==== Kutipan Halaman

Saya juga tidak berpretensi bahwa jika hari ini Paskilaski beserta teman-temannya, katakanlah 10 orang, urunan dana masing-masing 100 ribu rupiah (bukan dollar), sehingga terkumpul satu juta Rupiah, maka dalam lima puluh tahun mendatang, uang satu juta Rupiah ini bisa menjadi 18,260 kali lipat menjadi 18.26 Milyar Rupiah seperti kelipatan yang berhasil dilakukan oleh Buffett dalam 50 tahun terakhir. Tetapi, siapa tahu?. Mungkin mereka bisa jika mereka mau mempelajari The Buffet Ways?. Atau mungkin juga tidak?. Jangan terlalu risau dengan pertanyaan-pertanyaan itu. Karena bukan itu inti catatan saya buat Paskilaski cs. Tetapi Anda harus bersabar menunggu urutan jawaban atas pertanyaan-pertanyaan tersebut pada saatnya nanti. Dan sesungguhnya, dengan membaca tulisan ini, saya sekaligus mengajarkan Anda untuk menjadi orang yang lebih beriman, karena sabar adalah sebagian dari tanda-tanda orang beriman J.
Jadi apa hubungannya Paskilaski dengan Warren Buffett?
Kita mulai dengan pendapat Paskilaski. Menurut keyakinan Paskilaski, orang bisa menjadi kaya jika mereka memiliki perusahaan yang sukses. Itu keyakinan Paskilaski satu-satunya, bahwa hanya dengan memiliki perusahaan sukses, maka orang bisa menjadi kaya. Modal pemikiran yang saya anggap cukup bermanfaat untuk digunakan sebagai basis pembicaraan saya selanjutnya dengan dia. Maafkan saya, sementara ini kita batasi pembicaraan kita tentang kekayaan di dunia, yang mungkin bisa sedikit berbeda dengan kebutuhan untuk mencapai “kekayaan” di akhirat nanti J. Bab yang lebih tepat diisi oleh para pemuka agama.

========
==== Bahan yang Disediakan

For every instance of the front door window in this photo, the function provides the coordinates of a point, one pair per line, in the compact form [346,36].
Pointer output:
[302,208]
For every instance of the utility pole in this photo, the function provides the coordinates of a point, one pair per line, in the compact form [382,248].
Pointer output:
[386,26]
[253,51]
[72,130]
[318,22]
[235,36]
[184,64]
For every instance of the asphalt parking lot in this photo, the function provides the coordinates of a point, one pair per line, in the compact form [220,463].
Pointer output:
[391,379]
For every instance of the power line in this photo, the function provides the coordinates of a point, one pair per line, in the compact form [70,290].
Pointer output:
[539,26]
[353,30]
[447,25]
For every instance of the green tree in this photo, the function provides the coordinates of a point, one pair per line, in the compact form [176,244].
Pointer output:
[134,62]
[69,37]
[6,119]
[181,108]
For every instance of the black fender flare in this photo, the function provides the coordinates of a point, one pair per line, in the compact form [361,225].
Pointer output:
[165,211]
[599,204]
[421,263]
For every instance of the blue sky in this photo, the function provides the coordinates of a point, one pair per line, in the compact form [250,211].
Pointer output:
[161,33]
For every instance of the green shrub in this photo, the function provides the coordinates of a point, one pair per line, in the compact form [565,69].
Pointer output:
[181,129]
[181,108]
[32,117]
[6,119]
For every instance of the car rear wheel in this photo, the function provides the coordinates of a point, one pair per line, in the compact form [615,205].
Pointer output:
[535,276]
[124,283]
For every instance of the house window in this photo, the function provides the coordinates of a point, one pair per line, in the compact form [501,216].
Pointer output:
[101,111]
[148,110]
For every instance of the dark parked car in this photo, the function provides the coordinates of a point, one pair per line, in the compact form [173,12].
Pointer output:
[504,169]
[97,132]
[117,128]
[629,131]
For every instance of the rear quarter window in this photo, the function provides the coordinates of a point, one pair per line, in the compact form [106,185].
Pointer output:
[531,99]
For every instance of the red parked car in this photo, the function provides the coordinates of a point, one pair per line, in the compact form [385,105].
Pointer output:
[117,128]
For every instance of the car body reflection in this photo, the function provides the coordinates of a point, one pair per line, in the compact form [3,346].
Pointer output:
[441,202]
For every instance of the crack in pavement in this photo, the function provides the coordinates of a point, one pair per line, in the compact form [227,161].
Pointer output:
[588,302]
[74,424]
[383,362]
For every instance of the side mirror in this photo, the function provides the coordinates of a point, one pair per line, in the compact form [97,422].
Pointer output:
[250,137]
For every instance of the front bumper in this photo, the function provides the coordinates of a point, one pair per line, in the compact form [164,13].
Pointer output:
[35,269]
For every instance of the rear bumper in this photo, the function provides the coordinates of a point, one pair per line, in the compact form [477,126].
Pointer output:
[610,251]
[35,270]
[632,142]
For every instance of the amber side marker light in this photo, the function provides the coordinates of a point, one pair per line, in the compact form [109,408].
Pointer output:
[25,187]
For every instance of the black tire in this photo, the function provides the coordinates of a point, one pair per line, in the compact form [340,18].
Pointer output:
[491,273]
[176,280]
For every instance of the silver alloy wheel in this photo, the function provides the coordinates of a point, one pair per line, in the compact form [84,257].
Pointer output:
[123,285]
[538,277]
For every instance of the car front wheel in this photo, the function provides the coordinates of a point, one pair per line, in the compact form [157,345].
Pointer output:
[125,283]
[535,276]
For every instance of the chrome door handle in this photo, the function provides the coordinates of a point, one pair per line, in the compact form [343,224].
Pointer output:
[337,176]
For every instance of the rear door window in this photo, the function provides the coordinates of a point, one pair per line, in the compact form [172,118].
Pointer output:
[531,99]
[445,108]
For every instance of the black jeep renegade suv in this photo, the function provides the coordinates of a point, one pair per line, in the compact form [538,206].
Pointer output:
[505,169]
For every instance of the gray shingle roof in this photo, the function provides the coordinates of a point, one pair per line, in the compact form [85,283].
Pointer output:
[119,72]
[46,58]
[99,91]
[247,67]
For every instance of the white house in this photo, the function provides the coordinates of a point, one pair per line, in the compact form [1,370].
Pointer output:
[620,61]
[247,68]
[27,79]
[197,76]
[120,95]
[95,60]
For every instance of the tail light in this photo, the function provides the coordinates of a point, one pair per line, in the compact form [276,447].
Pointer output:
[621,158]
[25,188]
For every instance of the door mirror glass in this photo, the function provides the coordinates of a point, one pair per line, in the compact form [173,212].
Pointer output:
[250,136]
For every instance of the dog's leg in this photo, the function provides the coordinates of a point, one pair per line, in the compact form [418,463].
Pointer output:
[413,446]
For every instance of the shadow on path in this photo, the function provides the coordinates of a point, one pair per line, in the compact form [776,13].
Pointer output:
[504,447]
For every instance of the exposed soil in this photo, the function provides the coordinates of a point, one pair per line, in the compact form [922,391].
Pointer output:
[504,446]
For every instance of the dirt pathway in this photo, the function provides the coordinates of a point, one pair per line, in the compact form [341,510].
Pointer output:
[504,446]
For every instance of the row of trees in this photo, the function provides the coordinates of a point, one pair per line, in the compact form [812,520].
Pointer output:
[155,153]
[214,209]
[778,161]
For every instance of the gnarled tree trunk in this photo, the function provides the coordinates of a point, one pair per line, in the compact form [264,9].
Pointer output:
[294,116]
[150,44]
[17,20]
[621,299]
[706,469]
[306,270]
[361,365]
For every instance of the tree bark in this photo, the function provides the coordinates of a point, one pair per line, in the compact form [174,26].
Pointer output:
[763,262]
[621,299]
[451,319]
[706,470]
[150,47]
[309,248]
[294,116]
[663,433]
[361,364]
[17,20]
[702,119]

========
==== Bahan yang Disediakan

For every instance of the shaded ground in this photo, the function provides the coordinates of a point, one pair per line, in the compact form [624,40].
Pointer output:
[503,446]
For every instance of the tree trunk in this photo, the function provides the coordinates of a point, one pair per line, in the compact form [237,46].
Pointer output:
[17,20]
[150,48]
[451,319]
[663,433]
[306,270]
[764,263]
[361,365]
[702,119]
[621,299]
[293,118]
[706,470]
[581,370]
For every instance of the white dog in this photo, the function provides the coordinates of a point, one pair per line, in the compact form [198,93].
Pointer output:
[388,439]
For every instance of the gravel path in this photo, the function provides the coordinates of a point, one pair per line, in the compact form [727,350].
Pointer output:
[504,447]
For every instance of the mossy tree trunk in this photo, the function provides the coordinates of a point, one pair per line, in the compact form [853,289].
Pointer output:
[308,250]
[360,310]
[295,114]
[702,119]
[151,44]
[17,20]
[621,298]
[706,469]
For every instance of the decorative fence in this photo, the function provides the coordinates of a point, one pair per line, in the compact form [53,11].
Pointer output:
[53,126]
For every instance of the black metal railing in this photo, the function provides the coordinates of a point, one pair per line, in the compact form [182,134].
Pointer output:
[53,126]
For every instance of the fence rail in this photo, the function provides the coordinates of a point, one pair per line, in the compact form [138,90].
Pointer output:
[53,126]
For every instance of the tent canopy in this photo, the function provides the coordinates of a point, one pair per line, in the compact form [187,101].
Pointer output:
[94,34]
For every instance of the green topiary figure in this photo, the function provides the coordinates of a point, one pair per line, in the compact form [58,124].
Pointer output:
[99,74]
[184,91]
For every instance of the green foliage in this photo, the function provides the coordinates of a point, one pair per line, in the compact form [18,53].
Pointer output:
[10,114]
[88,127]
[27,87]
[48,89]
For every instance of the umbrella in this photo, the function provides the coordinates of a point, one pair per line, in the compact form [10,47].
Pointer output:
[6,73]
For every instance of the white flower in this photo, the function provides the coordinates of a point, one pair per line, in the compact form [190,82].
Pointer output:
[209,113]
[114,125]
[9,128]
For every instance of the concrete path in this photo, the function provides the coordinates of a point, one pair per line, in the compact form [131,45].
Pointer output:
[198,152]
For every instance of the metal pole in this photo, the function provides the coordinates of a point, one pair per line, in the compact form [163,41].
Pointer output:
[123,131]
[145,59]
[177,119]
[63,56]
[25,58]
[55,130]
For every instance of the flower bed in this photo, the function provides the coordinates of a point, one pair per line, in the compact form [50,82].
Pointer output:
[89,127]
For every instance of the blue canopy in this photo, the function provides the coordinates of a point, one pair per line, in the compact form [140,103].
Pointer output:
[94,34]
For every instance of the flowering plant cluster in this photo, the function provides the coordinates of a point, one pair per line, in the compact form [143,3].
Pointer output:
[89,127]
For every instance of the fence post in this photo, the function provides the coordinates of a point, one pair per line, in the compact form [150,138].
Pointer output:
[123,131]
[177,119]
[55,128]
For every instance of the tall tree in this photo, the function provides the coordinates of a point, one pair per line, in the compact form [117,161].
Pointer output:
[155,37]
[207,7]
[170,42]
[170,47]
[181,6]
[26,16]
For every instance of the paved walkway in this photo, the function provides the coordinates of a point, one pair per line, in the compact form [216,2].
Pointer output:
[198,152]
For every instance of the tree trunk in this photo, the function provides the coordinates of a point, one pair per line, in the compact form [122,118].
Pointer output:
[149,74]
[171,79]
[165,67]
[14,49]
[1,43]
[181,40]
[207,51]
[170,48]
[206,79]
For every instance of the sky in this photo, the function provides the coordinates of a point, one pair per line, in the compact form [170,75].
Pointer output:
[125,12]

========
==== Bahan yang Disediakan

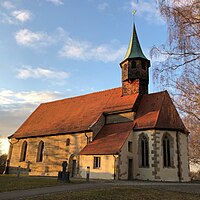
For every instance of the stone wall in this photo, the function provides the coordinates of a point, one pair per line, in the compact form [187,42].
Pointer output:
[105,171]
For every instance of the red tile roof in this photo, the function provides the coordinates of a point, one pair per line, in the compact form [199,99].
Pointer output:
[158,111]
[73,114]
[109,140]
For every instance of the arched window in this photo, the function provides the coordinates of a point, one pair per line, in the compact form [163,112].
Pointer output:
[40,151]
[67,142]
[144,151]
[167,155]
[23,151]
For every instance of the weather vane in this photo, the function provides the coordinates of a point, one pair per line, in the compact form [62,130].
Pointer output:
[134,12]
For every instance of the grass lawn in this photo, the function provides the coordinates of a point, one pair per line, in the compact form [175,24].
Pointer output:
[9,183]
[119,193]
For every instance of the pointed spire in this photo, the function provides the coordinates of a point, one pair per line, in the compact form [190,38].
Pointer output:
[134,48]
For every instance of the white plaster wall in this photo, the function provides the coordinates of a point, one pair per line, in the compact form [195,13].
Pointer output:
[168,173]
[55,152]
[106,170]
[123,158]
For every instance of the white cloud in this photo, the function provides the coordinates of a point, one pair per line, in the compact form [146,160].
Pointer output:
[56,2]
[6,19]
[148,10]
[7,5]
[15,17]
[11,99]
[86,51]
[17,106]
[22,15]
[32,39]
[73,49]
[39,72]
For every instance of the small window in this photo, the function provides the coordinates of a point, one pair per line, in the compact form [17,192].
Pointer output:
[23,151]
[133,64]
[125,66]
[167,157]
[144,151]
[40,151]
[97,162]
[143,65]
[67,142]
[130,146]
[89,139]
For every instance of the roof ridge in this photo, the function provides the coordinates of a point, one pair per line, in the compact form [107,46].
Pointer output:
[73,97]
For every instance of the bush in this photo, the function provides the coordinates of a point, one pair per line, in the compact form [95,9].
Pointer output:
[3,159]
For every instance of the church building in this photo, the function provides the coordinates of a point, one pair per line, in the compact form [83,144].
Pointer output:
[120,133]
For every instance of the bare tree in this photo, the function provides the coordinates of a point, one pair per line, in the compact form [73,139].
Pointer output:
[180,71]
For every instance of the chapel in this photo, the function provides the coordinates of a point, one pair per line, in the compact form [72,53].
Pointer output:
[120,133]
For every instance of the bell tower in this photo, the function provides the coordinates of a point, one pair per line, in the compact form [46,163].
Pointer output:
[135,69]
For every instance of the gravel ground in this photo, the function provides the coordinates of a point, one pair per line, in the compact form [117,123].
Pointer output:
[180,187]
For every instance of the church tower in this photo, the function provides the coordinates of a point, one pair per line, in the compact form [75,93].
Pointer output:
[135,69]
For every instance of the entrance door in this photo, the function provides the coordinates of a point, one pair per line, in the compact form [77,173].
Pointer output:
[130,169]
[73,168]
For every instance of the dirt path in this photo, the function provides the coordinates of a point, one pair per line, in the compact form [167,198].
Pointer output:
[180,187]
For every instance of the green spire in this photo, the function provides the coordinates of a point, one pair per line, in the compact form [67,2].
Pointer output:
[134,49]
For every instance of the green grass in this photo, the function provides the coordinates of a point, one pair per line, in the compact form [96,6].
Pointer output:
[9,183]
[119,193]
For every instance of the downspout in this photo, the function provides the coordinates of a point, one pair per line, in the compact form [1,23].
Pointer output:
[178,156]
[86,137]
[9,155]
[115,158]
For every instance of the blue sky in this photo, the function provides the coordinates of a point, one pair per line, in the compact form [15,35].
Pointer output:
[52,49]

========

◆ Kerjakan Berikut Ini
1) Rangkum kutipan tentang Paskilaski dan Warren Buffett dalam dua kalimat.
2) Dalam kutipan itu, berapa besar dana yang diurunkan oleh masing-masing dari sepuluh orang dalam contoh penulis?
3) Tulis ulang paragraf kutipan yang diawali "Kita mulai dengan pendapat Paskilaski" sebagai daftar poin singkat yang memuat fakta-fakta utamanya.
Entri tersebut tidak diperlukan untuk mengerjakan tugas apa pun.

◆ Jawaban yang Diharapkan
1) Penulis tidak berpretensi bahwa uang satu juta Rupiah hasil urunan Paskilaski dan teman-temannya bisa berlipat ganda dalam lima puluh tahun seperti yang dicapai Buffett, meskipun mungkin saja bisa jika mereka mempelajari The Buffet Ways. Paskilaski meyakini bahwa orang hanya bisa menjadi kaya dengan memiliki perusahaan yang sukses, dan penulis menganggap pemikiran itu cukup bermanfaat sebagai basis pembicaraan selanjutnya.

2) Masing-masing mengurunkan 100 ribu rupiah.

3)
- Paskilaski meyakini bahwa orang hanya bisa menjadi kaya dengan memiliki perusahaan yang sukses.
- Penulis menganggap pemikiran itu cukup bermanfaat sebagai basis pembicaraan selanjutnya dengan Paskilaski.
- Untuk sementara, pembicaraan dibatasi pada kekayaan di dunia, bukan "kekayaan" di akhirat.
- Soal kekayaan di akhirat lebih tepat dibahas oleh para pemuka agama.